Photo-based referring expression data:
Start of Block
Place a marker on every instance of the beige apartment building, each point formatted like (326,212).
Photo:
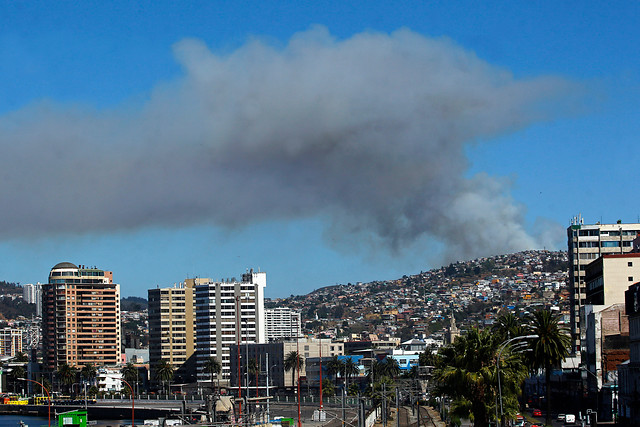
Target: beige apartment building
(171,324)
(586,243)
(80,317)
End of Block
The problem: I'd like the data above duplicated exactly, with no pictures included.

Answer to this exercise:
Place a marker on every instance of the beige apartment building, each point formatted like (326,212).
Photo:
Target: beige apartment building
(171,324)
(586,243)
(80,317)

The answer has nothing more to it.